> **AUSGEWÄHLTER TEXT**:

Bild: Die Geister, die er rief: Söder wird auf einer Demo gegen die Ampel-Poli…
München/Berlin taz | Das also ist sie, die viel beschworene Mitte
Deutschlands: Sie pfeifen, wenn sich einer von der AfD distanziert, und
jubeln, wenn andere behaupten, es herrsche keine Demokratie in Deutschland,
oder über die Schutzmaßnahmen während der Pandemie herziehen. Und sie
halten Schilder in die Höhe, auf den etwas von „grüner Autokratie“ und
„Enteignung der deutschen Bürger“ steht. Auch von „Lügenpresse“ ist d…
lesen oder: „Neue Medien brauchen wir.“
So wenigstens verhielt es sich am Samstag auf einer Demo im oberbayerischen
Erding, und wenn man CDU-Chef [1][Markus Söder] Glauben schenken darf, war
es die deutsche Mitte, die hier mit rund 13.000 Vertretern zugange war.

> **AUFGABEN**:
1. Überarbeite im ausgewählten Text die Stelle, die mit „Bild: Die Geister, die“ beginnt und bis einschließlich „Vertretern zugange war.“ reicht, und ersetze dabei „Samstag“ durch „Sonntag“.
2. Erkläre in ein bis drei Sätzen, warum der ausgewählte Text die Menschen auf der Demo in Erding als deutsche Mitte bezeichnet.
3. Wie viele Vertreter der deutschen Mitte waren laut dem ausgewählten Text in Erding versammelt?
Die Liste steht in keinem Zusammenhang mit dem ausgewählten Text.

> **VORLIEGENDE EINTRÄGE**:
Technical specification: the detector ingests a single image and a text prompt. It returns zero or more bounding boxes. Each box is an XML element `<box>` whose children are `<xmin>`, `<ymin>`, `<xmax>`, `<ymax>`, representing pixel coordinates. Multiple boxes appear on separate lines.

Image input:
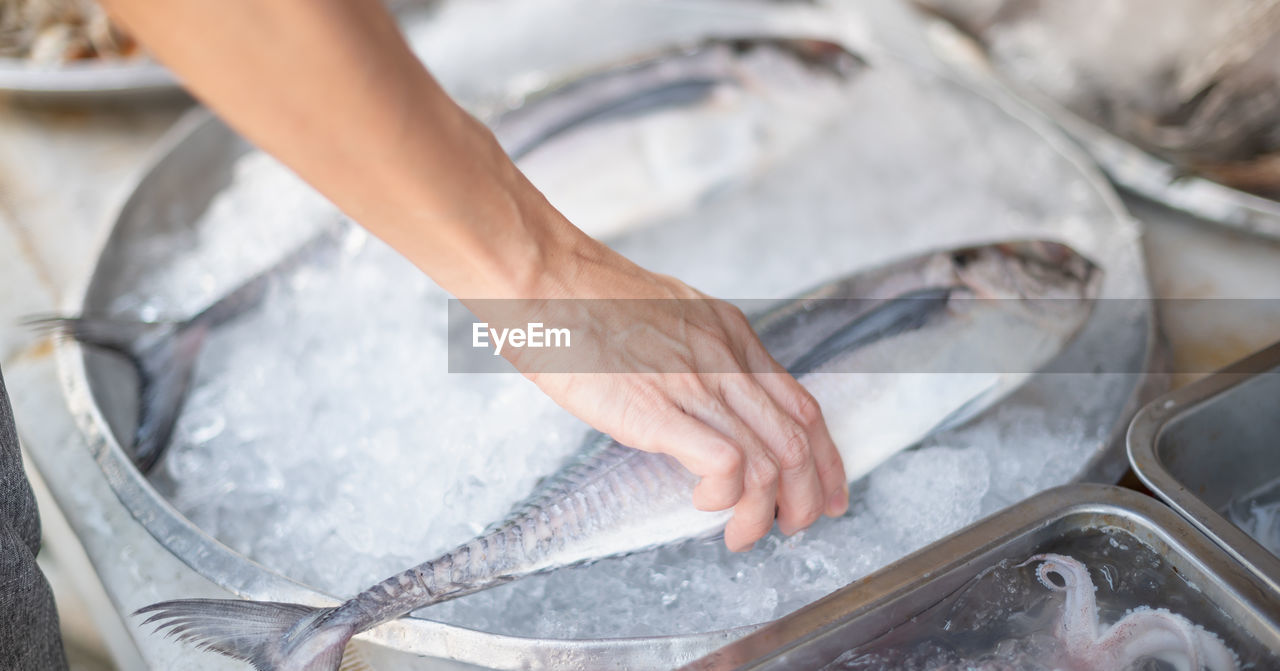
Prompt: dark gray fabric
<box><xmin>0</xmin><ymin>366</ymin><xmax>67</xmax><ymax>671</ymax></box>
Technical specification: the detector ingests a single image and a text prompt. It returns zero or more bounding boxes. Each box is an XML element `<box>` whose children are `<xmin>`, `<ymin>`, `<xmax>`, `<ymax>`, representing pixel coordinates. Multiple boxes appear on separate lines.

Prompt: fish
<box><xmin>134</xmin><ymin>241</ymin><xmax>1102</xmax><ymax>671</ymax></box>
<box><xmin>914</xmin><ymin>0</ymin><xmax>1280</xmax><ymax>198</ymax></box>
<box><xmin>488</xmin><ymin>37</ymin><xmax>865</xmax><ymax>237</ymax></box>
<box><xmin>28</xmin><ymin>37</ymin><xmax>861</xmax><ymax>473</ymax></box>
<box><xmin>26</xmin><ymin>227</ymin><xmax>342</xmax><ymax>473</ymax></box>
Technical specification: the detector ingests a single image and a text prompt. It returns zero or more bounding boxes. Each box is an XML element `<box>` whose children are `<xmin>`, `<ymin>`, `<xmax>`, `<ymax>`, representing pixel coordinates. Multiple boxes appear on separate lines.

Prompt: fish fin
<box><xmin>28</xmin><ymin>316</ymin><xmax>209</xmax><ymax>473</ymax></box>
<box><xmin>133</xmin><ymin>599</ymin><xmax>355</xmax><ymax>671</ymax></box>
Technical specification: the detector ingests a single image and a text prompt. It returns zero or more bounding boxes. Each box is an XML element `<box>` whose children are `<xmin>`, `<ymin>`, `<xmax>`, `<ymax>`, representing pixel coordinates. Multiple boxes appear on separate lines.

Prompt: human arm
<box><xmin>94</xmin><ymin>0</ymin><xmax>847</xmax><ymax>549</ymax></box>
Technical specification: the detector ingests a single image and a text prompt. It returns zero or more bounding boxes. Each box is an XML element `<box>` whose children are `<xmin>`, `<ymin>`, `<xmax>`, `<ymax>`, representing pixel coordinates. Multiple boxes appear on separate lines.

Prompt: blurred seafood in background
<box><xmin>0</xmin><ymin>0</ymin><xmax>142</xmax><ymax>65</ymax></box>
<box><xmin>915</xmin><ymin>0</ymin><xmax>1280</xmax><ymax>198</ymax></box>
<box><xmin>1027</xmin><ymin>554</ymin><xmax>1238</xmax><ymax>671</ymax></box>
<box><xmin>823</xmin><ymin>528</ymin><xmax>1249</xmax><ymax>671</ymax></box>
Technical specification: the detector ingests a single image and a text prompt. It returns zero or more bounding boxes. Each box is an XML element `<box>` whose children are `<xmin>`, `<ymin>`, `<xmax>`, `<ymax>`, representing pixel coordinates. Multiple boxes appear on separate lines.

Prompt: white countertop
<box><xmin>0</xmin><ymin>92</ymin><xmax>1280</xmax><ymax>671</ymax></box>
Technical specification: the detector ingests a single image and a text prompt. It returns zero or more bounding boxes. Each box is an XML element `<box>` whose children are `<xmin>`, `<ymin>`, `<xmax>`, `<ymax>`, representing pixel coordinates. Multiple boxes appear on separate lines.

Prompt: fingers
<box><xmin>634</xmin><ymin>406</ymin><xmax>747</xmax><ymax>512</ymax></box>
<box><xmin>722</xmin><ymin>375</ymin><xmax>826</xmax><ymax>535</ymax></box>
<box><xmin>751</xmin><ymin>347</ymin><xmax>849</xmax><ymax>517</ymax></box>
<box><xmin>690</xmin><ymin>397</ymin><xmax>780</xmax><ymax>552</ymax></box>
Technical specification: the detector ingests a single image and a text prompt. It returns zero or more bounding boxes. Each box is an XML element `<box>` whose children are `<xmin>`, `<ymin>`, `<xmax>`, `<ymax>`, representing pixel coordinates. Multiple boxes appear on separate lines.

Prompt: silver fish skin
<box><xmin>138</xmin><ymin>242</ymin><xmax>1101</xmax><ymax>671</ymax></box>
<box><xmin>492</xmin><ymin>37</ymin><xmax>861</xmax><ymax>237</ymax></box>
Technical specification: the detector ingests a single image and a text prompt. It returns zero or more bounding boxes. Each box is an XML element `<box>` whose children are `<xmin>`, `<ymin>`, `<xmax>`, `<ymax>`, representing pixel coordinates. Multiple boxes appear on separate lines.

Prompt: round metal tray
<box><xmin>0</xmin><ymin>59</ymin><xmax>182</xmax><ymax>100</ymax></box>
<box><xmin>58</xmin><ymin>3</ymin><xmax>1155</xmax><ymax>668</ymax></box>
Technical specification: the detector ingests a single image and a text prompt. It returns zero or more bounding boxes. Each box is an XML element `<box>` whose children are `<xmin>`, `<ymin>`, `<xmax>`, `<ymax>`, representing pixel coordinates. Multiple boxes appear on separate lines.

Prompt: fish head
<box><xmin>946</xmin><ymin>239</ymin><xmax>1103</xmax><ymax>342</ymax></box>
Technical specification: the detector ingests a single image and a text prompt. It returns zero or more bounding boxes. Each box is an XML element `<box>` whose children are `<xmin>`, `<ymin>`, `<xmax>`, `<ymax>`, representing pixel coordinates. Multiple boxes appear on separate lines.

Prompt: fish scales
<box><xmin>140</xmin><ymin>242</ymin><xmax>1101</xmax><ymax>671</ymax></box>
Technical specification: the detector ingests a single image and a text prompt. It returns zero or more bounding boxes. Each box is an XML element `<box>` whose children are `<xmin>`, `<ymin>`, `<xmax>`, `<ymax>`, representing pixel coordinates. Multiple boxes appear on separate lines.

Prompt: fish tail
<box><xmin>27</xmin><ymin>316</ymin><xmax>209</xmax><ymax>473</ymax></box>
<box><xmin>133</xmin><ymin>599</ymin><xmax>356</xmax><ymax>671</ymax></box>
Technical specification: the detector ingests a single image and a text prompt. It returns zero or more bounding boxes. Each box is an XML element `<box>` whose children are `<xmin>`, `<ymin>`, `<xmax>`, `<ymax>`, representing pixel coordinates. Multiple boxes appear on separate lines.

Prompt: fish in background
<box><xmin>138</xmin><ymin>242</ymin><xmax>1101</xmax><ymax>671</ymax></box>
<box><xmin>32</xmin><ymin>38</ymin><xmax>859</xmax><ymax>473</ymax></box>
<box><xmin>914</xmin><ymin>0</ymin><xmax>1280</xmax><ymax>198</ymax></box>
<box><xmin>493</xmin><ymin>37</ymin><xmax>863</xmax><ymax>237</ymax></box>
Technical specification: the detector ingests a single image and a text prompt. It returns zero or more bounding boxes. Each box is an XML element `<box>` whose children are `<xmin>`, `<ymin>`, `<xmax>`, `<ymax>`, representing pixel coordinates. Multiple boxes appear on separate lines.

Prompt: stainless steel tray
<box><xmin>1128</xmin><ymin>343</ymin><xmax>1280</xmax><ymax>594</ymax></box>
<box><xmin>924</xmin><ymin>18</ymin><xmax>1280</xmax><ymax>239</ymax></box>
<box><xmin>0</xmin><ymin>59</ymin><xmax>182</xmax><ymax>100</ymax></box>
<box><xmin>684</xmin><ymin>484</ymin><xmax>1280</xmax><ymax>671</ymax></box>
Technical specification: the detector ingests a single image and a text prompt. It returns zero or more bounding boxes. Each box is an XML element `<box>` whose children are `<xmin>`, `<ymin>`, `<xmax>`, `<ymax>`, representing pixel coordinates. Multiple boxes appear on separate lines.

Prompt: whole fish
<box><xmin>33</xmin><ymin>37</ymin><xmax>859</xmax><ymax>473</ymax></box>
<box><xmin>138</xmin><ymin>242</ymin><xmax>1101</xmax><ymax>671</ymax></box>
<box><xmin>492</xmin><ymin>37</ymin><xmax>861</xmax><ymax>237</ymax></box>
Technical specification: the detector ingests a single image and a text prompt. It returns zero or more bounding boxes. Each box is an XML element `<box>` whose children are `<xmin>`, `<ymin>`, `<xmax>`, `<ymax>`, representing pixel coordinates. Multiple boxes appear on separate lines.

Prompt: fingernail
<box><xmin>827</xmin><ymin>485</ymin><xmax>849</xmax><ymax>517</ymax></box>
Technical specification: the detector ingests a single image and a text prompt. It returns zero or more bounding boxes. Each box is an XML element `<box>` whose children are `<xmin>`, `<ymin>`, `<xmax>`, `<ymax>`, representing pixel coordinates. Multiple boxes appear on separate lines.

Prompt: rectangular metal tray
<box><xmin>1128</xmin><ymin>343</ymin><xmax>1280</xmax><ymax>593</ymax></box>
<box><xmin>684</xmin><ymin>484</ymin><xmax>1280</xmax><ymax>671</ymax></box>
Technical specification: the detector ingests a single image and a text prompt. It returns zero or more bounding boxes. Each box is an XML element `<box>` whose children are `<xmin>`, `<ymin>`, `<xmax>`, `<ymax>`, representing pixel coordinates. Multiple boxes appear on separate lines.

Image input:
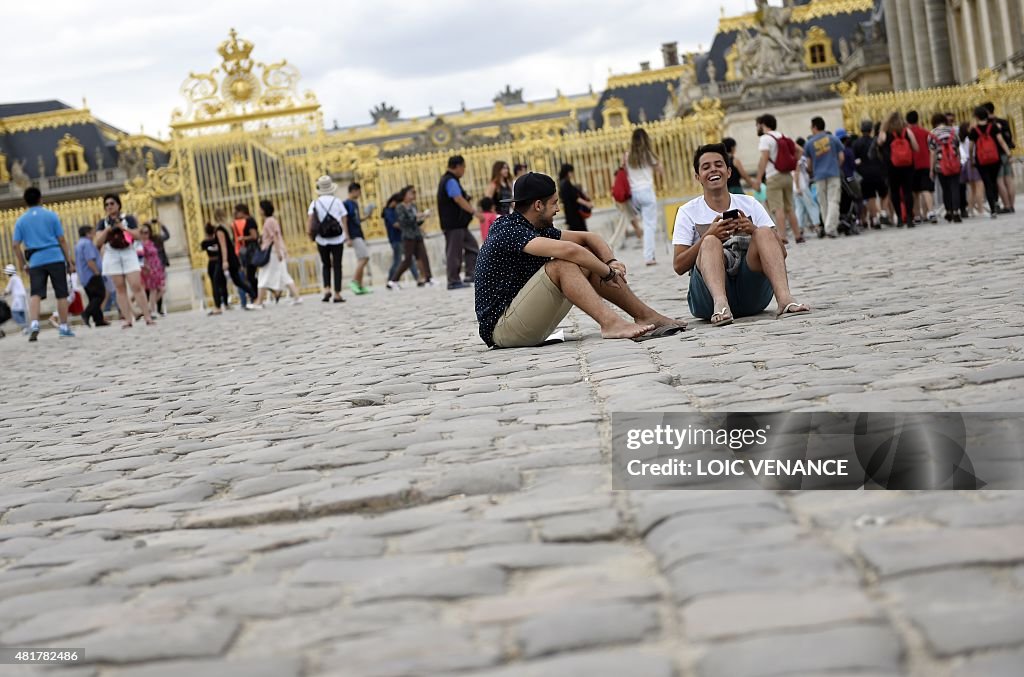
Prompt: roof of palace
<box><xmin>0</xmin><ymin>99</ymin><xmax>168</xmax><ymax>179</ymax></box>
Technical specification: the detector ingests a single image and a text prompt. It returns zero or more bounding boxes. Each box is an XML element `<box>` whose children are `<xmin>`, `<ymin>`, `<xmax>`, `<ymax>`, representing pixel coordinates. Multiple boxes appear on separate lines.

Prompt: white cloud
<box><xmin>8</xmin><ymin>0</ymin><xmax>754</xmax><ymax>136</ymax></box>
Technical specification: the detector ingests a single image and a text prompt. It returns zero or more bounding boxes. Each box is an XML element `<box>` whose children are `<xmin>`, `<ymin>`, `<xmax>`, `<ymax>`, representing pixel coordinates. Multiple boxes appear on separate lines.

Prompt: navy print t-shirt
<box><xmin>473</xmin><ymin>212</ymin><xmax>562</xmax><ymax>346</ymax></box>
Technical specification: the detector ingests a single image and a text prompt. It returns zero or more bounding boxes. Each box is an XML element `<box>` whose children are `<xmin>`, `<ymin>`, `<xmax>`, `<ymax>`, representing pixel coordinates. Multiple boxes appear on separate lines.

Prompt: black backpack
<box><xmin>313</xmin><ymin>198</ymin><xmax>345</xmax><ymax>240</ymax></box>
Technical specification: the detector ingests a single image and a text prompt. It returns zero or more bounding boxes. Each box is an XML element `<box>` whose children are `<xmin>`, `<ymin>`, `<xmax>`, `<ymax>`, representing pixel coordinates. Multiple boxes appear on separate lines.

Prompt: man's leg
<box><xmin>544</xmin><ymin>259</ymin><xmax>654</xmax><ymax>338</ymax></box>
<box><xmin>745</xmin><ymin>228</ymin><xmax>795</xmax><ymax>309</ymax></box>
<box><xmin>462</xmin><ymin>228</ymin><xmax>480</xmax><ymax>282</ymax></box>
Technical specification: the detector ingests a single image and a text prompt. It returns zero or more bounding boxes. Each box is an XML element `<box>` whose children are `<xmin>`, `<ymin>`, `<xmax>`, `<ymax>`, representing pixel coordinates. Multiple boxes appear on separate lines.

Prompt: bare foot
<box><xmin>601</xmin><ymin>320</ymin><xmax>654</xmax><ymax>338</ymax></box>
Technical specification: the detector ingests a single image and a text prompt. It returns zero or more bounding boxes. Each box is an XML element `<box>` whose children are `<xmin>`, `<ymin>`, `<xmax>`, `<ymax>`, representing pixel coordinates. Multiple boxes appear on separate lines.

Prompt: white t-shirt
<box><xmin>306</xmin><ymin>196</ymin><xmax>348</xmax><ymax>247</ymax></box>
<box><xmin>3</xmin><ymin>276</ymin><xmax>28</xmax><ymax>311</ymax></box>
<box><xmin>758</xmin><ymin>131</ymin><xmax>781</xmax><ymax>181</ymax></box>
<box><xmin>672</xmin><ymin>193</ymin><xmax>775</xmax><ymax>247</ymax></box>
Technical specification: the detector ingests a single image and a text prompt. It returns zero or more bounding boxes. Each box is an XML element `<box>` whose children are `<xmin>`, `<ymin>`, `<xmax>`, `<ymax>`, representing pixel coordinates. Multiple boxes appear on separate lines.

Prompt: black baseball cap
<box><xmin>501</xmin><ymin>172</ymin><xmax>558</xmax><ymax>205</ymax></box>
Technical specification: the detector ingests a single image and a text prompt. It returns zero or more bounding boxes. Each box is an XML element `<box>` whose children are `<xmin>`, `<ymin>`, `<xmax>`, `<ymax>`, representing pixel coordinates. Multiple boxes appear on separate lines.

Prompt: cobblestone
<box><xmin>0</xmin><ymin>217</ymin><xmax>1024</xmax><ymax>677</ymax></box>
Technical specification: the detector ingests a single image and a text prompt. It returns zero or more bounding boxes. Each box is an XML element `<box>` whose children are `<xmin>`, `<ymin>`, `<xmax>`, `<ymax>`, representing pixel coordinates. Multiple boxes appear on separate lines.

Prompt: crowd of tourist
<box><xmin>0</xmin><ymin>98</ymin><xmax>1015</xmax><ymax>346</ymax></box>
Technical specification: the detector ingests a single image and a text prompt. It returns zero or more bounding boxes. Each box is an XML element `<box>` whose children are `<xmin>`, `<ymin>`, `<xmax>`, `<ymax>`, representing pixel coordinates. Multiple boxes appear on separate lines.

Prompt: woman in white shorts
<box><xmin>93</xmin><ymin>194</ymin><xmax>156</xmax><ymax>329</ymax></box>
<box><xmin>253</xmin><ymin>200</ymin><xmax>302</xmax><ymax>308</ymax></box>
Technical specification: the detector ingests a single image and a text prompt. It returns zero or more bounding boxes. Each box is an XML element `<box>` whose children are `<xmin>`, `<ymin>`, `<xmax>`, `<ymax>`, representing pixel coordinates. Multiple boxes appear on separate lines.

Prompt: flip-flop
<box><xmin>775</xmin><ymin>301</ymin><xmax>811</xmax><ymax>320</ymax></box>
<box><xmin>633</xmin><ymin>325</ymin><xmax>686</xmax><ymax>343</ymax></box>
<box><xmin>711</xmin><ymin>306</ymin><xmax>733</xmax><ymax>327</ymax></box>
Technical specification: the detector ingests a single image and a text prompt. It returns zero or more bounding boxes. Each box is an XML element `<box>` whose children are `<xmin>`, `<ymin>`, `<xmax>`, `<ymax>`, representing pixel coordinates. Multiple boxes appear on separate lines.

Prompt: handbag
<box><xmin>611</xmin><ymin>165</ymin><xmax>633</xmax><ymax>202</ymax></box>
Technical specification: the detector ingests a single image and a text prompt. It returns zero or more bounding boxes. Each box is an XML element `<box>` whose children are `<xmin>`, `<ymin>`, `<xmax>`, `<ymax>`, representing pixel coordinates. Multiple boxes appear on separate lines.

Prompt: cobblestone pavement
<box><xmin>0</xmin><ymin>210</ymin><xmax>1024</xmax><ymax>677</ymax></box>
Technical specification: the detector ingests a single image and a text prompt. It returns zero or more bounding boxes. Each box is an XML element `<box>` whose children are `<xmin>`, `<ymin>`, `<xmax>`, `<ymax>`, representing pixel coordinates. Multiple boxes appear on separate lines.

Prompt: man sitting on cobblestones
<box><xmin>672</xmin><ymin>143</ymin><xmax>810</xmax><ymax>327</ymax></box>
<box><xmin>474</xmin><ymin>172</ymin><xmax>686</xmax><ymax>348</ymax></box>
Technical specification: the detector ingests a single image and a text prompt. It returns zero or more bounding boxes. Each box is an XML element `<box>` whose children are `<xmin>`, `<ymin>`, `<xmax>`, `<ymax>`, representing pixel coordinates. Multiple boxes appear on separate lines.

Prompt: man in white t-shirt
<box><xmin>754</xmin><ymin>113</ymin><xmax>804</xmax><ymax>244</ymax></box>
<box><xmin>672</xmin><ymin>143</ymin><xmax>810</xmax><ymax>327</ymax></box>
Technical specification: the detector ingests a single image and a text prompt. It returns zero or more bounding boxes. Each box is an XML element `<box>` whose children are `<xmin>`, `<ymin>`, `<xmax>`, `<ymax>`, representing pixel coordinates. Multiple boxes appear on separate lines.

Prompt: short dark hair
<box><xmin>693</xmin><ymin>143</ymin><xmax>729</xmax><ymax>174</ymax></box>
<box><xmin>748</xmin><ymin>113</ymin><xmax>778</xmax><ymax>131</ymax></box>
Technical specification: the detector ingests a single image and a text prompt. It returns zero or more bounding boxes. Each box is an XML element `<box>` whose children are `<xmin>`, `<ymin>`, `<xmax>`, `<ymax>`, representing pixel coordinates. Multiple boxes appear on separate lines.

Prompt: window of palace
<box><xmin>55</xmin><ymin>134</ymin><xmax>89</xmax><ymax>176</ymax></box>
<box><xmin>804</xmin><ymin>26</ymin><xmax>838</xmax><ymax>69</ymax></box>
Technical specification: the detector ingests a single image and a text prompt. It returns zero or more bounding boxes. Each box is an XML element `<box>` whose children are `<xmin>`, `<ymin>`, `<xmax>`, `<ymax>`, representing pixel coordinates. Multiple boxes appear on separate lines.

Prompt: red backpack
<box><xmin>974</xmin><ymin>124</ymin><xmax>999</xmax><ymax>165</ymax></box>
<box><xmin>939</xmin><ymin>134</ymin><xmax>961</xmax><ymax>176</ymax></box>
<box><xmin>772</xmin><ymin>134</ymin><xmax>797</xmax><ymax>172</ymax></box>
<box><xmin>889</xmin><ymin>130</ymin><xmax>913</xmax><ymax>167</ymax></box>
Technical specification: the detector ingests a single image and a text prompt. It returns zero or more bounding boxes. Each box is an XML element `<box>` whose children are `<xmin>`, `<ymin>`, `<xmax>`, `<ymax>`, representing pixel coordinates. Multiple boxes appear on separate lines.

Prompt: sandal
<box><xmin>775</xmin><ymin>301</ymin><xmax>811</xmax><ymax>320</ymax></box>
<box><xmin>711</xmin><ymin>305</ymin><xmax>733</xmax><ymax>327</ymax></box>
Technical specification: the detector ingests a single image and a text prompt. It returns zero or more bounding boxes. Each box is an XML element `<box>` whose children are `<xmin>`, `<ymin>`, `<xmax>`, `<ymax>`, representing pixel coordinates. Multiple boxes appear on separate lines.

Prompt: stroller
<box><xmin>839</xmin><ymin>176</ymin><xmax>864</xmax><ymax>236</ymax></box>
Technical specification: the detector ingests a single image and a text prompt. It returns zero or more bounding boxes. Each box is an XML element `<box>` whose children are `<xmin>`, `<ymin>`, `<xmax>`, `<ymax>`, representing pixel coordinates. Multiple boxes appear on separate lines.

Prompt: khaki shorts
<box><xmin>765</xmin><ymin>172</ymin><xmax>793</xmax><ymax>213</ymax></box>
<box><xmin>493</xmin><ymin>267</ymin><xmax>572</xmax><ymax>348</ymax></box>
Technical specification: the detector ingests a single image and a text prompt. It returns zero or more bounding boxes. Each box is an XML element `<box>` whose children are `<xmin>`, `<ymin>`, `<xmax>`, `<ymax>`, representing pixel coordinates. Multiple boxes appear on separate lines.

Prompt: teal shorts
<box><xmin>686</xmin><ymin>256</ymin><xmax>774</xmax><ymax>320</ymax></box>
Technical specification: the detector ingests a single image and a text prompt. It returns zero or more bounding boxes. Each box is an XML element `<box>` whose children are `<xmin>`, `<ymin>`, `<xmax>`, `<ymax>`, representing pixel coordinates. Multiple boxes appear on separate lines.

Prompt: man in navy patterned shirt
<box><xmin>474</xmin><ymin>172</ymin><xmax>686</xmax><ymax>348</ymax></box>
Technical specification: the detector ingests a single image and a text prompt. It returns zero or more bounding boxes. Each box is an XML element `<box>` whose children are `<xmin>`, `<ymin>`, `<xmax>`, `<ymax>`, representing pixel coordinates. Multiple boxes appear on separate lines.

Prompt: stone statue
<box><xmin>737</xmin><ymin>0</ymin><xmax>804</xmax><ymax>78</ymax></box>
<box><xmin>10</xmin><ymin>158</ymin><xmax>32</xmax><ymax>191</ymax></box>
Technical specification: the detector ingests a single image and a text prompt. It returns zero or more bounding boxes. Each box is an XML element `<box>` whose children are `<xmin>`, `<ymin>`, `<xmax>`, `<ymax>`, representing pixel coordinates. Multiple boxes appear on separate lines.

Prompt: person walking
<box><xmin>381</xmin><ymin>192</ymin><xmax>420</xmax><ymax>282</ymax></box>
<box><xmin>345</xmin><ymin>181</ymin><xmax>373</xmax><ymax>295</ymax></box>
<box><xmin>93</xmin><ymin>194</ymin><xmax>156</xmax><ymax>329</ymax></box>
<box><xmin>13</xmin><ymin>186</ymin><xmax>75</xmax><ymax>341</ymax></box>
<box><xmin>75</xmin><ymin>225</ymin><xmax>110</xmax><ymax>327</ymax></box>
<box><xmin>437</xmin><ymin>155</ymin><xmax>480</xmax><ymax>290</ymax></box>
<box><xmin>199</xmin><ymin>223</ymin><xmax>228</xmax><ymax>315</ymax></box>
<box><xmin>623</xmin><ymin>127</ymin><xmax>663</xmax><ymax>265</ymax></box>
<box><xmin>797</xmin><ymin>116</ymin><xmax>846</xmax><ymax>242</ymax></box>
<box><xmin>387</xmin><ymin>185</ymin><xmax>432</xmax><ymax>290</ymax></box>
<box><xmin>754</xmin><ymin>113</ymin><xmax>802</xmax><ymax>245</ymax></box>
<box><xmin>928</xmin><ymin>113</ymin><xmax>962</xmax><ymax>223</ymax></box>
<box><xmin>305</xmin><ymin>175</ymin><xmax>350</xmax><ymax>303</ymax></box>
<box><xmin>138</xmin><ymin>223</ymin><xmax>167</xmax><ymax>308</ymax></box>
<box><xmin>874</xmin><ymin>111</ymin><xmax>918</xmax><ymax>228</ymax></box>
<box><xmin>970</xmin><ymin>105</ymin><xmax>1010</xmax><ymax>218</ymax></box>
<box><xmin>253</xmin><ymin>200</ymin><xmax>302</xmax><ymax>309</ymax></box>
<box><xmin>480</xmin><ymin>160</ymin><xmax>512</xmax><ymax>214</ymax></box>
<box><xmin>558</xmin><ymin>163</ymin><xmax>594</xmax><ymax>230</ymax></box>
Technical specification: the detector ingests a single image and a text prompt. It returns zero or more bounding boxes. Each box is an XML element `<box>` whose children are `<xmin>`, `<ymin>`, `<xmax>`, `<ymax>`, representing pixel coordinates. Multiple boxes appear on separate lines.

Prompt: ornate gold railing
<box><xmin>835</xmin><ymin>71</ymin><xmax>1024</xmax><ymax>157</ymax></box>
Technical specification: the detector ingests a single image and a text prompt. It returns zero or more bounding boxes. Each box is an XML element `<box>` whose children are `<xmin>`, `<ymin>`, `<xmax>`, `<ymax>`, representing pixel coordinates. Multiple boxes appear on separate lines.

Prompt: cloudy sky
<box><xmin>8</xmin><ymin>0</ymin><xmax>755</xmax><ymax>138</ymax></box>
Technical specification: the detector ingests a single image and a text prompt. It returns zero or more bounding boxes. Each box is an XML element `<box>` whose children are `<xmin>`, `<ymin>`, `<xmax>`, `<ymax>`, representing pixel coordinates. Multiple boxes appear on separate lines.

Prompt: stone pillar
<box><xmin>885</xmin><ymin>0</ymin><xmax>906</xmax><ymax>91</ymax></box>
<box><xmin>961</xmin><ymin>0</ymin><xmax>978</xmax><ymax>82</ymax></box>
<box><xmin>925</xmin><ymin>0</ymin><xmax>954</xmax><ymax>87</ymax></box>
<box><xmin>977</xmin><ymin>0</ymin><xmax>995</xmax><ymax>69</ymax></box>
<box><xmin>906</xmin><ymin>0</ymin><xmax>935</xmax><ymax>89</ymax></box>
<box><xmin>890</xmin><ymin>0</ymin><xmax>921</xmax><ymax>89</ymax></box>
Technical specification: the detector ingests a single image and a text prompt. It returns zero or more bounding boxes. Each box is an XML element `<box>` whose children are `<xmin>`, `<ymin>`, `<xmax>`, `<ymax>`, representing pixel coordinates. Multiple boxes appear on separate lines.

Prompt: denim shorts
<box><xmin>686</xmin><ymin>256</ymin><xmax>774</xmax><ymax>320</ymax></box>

> **LÖSUNGEN**:
1.
Bild: Die Geister, die er rief: Söder wird auf einer Demo gegen die Ampel-Poli…
München/Berlin taz | Das also ist sie, die viel beschworene Mitte
Deutschlands: Sie pfeifen, wenn sich einer von der AfD distanziert, und
jubeln, wenn andere behaupten, es herrsche keine Demokratie in Deutschland,
oder über die Schutzmaßnahmen während der Pandemie herziehen. Und sie
halten Schilder in die Höhe, auf den etwas von „grüner Autokratie“ und
„Enteignung der deutschen Bürger“ steht. Auch von „Lügenpresse“ ist d…
lesen oder: „Neue Medien brauchen wir.“
So wenigstens verhielt es sich am Sonntag auf einer Demo im oberbayerischen
Erding, und wenn man CDU-Chef [1][Markus Söder] Glauben schenken darf, war
es die deutsche Mitte, die hier mit rund 13.000 Vertretern zugange war.

2. Der Text stützt diese Bezeichnung auf Markus Söder. Nach dessen Darstellung war es die deutsche Mitte, die in Erding mit rund 13.000 Vertretern zugange war.

3. Rund 13.000.